Extract every line from the start of the listing down to the line that contains "(1063, 369)", including both ends, and reproduce each one unchanged. Leave the pictures out of your answer.

[BEGIN]

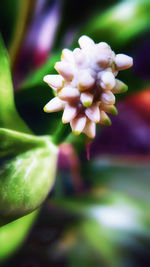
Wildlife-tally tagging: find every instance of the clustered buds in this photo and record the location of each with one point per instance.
(86, 84)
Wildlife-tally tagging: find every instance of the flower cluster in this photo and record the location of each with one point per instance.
(86, 84)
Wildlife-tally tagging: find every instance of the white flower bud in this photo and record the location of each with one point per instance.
(86, 85)
(68, 93)
(120, 87)
(90, 129)
(69, 113)
(93, 113)
(108, 98)
(54, 81)
(86, 99)
(67, 55)
(86, 81)
(85, 42)
(78, 124)
(107, 80)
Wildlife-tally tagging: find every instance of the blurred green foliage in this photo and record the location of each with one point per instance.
(112, 216)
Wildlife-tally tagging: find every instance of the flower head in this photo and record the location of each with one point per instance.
(86, 84)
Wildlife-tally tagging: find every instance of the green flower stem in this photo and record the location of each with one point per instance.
(61, 134)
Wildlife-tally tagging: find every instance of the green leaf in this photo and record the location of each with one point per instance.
(27, 172)
(9, 117)
(13, 234)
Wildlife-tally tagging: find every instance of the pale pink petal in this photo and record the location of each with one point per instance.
(109, 108)
(85, 79)
(86, 99)
(93, 113)
(68, 93)
(67, 55)
(105, 120)
(78, 124)
(107, 80)
(90, 129)
(69, 113)
(85, 42)
(108, 98)
(120, 87)
(79, 57)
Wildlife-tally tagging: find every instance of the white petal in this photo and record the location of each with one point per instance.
(93, 113)
(85, 42)
(123, 61)
(69, 113)
(86, 99)
(90, 129)
(78, 124)
(107, 80)
(65, 69)
(54, 81)
(102, 60)
(109, 108)
(67, 55)
(86, 81)
(120, 87)
(108, 98)
(79, 57)
(68, 93)
(103, 45)
(54, 105)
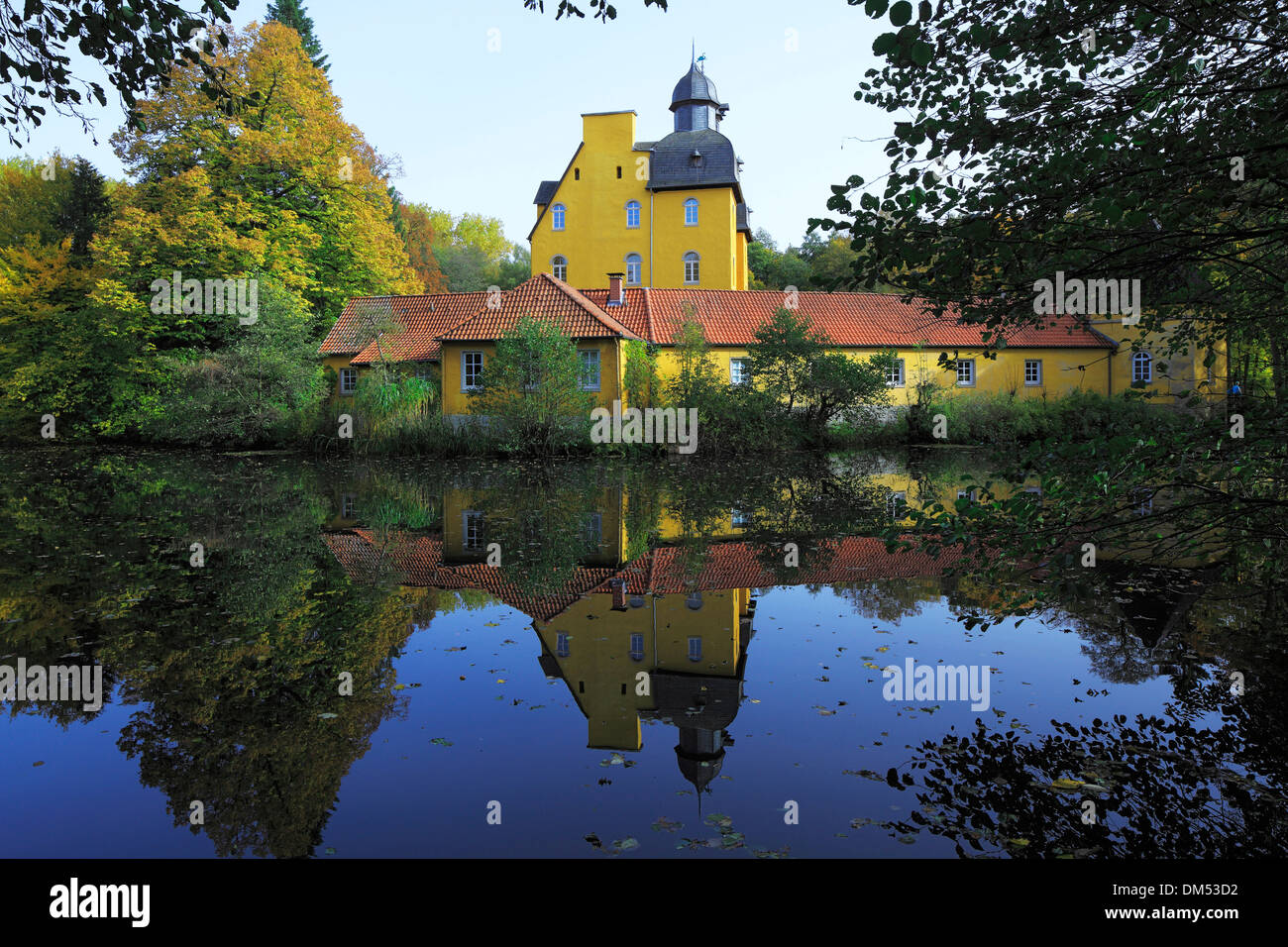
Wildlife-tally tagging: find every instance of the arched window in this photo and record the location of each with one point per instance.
(691, 266)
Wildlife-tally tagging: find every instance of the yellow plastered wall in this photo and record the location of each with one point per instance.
(1185, 372)
(595, 239)
(600, 672)
(458, 401)
(1063, 369)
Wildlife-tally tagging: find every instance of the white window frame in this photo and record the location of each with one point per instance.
(897, 504)
(465, 369)
(691, 204)
(472, 530)
(697, 266)
(1142, 368)
(743, 375)
(585, 361)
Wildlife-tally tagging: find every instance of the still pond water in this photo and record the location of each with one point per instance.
(399, 659)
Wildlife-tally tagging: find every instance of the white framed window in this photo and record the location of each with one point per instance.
(472, 530)
(897, 504)
(692, 270)
(589, 369)
(472, 369)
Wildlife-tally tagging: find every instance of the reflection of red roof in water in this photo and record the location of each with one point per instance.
(419, 561)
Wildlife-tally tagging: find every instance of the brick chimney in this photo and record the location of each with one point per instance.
(614, 289)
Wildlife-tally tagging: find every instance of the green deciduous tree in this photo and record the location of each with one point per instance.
(533, 388)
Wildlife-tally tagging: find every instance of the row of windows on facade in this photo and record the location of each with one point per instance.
(559, 214)
(472, 369)
(563, 646)
(634, 268)
(1141, 369)
(739, 369)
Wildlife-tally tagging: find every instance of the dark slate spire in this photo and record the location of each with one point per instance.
(696, 103)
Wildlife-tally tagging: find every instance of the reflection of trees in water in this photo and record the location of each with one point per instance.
(232, 664)
(889, 599)
(1163, 788)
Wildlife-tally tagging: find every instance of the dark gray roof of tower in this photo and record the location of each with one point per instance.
(671, 165)
(695, 88)
(545, 191)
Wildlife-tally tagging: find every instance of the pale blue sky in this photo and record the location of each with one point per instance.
(477, 131)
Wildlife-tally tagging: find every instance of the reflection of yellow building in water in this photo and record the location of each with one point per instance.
(658, 637)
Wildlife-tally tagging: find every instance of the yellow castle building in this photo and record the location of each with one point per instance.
(668, 213)
(655, 234)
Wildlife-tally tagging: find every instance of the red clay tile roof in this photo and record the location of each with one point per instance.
(730, 317)
(417, 561)
(867, 320)
(546, 296)
(668, 571)
(424, 318)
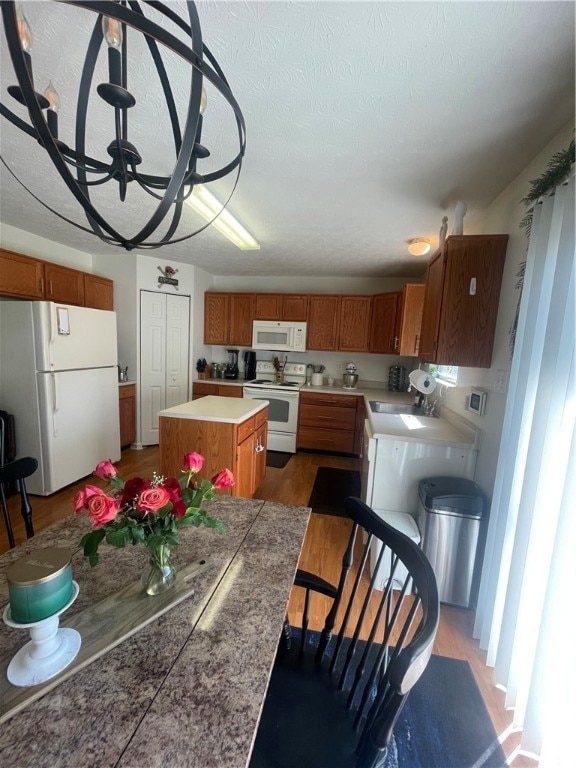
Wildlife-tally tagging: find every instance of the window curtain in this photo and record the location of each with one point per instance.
(527, 599)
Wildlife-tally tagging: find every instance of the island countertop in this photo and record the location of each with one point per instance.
(231, 410)
(186, 690)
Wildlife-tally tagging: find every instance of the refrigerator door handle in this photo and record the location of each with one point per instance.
(54, 403)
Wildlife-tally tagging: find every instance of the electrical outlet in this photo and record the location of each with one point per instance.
(501, 380)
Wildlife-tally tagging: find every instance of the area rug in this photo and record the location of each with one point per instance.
(277, 459)
(444, 723)
(331, 487)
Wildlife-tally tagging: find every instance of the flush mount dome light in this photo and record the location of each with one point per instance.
(120, 163)
(418, 246)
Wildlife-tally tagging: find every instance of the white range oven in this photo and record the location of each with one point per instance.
(282, 397)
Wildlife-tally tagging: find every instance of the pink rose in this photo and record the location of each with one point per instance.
(105, 470)
(83, 497)
(193, 462)
(224, 479)
(153, 499)
(102, 509)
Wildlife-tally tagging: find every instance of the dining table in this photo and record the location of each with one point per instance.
(186, 689)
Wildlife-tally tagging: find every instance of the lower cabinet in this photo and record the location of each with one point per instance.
(241, 448)
(251, 455)
(203, 388)
(127, 406)
(328, 422)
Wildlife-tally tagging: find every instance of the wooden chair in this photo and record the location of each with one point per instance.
(14, 474)
(333, 701)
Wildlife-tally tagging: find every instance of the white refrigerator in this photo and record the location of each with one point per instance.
(59, 378)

[END]

Result below:
Wildlife-tally tagging: find every instance of the clustered buds in this photo and record the location of each with one point per instance.
(86, 84)
Wildlife-tally tagging: find every instance of the flower cluster in this photo and record the location of each with one point per instance.
(86, 84)
Wildlife-tally tagging: find every instance of the white flower bud in this photo and record the location of each with one point per instance.
(86, 85)
(68, 93)
(120, 87)
(90, 129)
(69, 113)
(93, 113)
(108, 98)
(54, 81)
(86, 99)
(67, 55)
(86, 81)
(85, 42)
(78, 124)
(107, 80)
Wildlife-tally tagging: find every instance of the blurred green foliage in this photo and record the location of each with one point per instance.
(112, 216)
Wildlife-tally tagging: find every instance of the flower head in this photo and record the location of each with one point per instance.
(86, 84)
Wildlife-tally tagging: find every instance of the green flower stem in this photo and record the location of each with one point per instance.
(61, 134)
Wildlife-tally tagging: find every instance of the green leaf in this photo and record the location of each with one point per instance.
(27, 172)
(9, 117)
(13, 234)
Wildlife-tally tagging: find every instance of the pale pink petal in this photo and record the location of each with one point per instance.
(109, 108)
(85, 79)
(86, 99)
(93, 113)
(68, 93)
(67, 55)
(105, 120)
(78, 124)
(107, 80)
(90, 129)
(69, 113)
(85, 42)
(108, 98)
(120, 87)
(79, 57)
Wildlife-tally tagging: find every instance of the white petal in this photo and record the location of each with one point per instance.
(93, 113)
(85, 42)
(123, 61)
(69, 113)
(86, 99)
(90, 129)
(78, 124)
(107, 80)
(65, 69)
(54, 81)
(102, 60)
(109, 108)
(67, 55)
(86, 81)
(120, 87)
(108, 98)
(79, 57)
(68, 93)
(103, 45)
(54, 105)
Wildlife-tally tagging: find every instance of the arched window in this photo and record the location of each with one point per instance.
(691, 266)
Wildlife-tally tagging: find every instance of the yellow plastered wall in this photo and record the location of each with one point per instance.
(1185, 372)
(595, 239)
(600, 672)
(458, 401)
(1063, 369)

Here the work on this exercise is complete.